Extracted data entries
====================

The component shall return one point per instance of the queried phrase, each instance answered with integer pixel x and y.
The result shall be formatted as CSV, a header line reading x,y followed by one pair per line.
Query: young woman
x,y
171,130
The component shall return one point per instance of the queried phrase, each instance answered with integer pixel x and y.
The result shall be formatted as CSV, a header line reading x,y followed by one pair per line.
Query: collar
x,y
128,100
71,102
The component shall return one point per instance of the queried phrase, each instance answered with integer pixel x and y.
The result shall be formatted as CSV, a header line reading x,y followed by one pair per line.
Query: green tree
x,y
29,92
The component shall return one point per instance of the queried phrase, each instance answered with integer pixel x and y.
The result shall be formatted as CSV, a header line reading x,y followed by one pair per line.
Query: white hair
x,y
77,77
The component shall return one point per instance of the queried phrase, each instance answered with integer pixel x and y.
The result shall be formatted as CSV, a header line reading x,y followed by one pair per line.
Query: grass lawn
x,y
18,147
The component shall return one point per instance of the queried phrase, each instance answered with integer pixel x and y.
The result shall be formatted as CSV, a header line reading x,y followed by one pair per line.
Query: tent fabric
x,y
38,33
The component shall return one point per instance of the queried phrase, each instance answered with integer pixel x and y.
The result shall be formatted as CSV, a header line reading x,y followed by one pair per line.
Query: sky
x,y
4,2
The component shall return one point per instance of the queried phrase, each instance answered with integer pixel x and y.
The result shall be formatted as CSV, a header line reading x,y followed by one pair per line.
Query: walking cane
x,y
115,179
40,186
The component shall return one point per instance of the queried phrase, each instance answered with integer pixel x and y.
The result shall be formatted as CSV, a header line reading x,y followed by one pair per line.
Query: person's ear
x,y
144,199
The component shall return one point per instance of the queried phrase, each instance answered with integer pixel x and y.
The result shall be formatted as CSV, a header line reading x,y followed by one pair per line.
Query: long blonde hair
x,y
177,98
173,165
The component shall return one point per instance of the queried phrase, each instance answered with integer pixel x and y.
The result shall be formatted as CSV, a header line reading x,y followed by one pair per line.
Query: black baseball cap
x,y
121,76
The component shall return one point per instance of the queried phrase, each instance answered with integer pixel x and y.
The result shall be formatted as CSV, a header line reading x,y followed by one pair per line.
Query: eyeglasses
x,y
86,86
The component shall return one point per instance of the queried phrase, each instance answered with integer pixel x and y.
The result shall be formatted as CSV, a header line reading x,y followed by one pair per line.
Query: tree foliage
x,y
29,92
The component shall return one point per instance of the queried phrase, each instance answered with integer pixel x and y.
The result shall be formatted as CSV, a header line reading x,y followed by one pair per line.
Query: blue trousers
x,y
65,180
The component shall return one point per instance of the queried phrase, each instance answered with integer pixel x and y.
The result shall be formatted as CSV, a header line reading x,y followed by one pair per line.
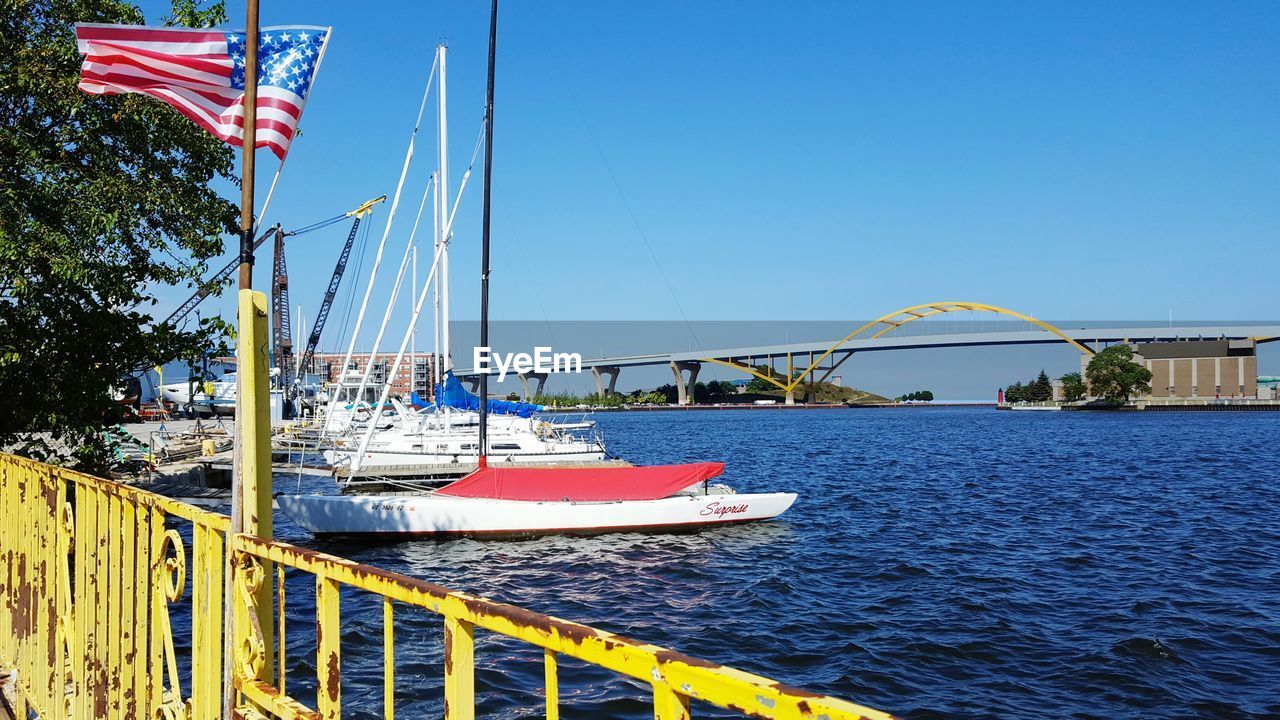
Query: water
x,y
952,563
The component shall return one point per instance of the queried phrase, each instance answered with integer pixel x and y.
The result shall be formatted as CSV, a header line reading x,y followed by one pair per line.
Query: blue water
x,y
954,563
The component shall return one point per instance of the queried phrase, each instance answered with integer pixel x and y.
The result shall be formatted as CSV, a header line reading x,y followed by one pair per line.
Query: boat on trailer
x,y
515,502
508,500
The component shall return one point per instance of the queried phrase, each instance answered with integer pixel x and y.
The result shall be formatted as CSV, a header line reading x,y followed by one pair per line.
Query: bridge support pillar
x,y
540,378
685,390
612,372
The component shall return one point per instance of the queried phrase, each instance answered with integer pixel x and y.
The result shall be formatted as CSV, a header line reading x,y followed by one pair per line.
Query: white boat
x,y
210,396
439,441
440,515
213,396
524,501
503,497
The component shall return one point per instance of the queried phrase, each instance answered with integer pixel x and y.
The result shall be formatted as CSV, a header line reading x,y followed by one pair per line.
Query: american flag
x,y
201,73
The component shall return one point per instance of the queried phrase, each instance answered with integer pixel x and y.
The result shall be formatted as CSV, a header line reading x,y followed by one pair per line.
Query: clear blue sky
x,y
814,160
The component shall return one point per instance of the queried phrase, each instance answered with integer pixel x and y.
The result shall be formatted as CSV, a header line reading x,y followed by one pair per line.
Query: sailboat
x,y
499,500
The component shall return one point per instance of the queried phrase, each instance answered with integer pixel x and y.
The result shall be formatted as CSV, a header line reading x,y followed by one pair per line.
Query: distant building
x,y
1198,368
415,376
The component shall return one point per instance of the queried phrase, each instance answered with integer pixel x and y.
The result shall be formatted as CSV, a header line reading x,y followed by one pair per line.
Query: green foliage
x,y
1040,390
1073,387
101,199
1114,376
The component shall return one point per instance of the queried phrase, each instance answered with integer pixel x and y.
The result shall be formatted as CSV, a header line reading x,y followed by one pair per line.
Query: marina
x,y
447,449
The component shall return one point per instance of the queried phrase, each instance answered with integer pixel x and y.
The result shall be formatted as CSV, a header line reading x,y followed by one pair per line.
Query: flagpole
x,y
242,505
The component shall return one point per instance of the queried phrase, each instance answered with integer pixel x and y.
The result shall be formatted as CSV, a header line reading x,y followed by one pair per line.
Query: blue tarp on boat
x,y
451,393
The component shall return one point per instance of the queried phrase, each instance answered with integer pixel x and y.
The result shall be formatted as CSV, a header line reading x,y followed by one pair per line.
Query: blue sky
x,y
814,160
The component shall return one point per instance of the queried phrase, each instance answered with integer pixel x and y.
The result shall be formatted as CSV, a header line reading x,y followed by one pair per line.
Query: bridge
x,y
813,361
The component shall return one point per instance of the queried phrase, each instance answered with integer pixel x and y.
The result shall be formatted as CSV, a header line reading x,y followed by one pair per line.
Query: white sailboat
x,y
502,497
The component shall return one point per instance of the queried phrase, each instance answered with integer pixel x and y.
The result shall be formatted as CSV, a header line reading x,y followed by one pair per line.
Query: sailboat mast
x,y
443,149
484,229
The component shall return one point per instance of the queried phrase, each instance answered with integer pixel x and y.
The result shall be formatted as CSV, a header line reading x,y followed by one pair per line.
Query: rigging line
x,y
635,220
524,259
351,291
318,226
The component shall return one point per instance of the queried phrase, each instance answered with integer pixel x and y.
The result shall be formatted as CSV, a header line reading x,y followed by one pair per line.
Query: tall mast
x,y
435,291
484,231
443,196
412,347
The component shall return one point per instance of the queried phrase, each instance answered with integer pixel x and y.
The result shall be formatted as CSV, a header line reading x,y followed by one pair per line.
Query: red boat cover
x,y
588,484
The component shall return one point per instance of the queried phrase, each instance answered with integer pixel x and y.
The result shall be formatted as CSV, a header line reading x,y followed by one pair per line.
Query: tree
x,y
668,392
1073,387
1114,376
101,199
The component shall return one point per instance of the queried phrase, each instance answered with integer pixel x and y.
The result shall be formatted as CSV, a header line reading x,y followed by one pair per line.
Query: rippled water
x,y
938,563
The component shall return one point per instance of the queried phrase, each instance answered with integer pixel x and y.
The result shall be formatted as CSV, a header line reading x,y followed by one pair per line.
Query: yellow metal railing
x,y
92,566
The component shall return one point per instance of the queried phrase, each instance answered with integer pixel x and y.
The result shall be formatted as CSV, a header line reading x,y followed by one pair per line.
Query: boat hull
x,y
443,516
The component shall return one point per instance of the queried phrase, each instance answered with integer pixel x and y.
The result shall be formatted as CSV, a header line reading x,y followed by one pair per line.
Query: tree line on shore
x,y
1110,376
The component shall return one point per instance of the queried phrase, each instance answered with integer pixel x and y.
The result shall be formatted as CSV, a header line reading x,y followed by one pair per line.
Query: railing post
x,y
460,692
667,703
551,674
328,648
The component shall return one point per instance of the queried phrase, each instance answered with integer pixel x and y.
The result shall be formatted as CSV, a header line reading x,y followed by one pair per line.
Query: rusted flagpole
x,y
251,474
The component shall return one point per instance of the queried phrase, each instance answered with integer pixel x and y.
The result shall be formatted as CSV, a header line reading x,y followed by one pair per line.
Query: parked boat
x,y
503,497
499,501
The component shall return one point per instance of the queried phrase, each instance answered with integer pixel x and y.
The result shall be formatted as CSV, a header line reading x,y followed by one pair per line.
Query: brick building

====================

TASK OBJECTIVE
Return precisely the lines of the records, starting with the line that holds "Query: parked boat" and ending with the last one.

WRITTEN SOLUTION
Query: parked boat
x,y
503,497
499,501
The component shall return one point per instance of the queried phrase, each instance answered with integer pixel x and y.
The result shall be formatted as CSV, a header line reading x,y followed by one pair per line.
Query: brick building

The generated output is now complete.